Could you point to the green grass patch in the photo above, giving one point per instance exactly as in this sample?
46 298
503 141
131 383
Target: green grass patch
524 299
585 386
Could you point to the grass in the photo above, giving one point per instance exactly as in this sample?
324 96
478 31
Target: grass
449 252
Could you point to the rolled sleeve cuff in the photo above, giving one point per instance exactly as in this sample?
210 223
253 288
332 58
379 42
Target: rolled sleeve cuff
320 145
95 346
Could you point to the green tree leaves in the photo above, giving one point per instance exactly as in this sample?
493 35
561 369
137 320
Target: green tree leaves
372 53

+ + + + +

Could you output each line above exactly as it was given?

Could you point to the green grass patch in the photo above, giving one point per instance exactly as in this sample?
46 298
503 141
131 383
Target: green grass patch
524 299
585 386
Could you point to the grass in the photo above, giving one point per instance exactly as in this sample?
324 96
478 31
Target: grass
449 252
Could you point to the rolled sleeve cuff in the photo above, giving one point per instance exactly as in this sample?
210 223
253 288
332 58
379 42
Target: rolled sleeve cuff
320 145
95 346
Could you point to the green tree leaves in the photo above, giving one point per instance exactly as in this sample?
493 35
561 369
137 320
Target: green tree leaves
372 53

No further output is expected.